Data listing
::::

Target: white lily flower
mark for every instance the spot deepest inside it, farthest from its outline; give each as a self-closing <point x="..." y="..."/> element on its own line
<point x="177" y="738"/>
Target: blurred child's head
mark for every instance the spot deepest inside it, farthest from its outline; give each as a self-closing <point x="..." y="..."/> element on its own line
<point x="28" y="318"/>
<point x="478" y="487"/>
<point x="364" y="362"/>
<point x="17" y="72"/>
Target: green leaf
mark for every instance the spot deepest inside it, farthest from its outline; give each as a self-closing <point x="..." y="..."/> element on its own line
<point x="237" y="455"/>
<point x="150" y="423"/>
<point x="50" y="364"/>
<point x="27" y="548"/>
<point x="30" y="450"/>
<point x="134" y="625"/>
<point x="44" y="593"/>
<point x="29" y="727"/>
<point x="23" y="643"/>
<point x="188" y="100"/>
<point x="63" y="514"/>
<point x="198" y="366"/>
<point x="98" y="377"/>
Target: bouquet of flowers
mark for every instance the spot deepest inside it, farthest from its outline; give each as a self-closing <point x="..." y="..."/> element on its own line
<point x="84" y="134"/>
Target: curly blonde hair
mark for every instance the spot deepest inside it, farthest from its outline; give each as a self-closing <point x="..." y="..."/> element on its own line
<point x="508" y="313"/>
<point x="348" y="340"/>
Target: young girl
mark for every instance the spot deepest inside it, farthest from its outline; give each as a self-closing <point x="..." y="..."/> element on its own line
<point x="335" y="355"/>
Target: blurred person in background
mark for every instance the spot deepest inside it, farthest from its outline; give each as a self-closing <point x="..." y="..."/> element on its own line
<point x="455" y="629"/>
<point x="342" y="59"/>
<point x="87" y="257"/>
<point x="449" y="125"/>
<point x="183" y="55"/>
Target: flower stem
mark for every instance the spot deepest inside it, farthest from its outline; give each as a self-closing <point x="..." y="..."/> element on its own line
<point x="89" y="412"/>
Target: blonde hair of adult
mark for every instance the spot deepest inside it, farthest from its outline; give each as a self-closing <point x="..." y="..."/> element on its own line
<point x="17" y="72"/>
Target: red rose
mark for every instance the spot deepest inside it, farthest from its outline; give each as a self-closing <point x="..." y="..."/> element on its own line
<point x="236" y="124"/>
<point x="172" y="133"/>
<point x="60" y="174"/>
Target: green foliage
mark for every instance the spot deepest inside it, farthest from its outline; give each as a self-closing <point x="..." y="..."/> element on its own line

::::

Goal: Could you extract everything from the line containing "Target: green foliage" down to the end of the records, copying each line word for word?

Written response:
Target: green foliage
mark for every instance the spot deepest inside it, farthest from its outline; give each as a self-closing <point x="..." y="..."/> element on its own line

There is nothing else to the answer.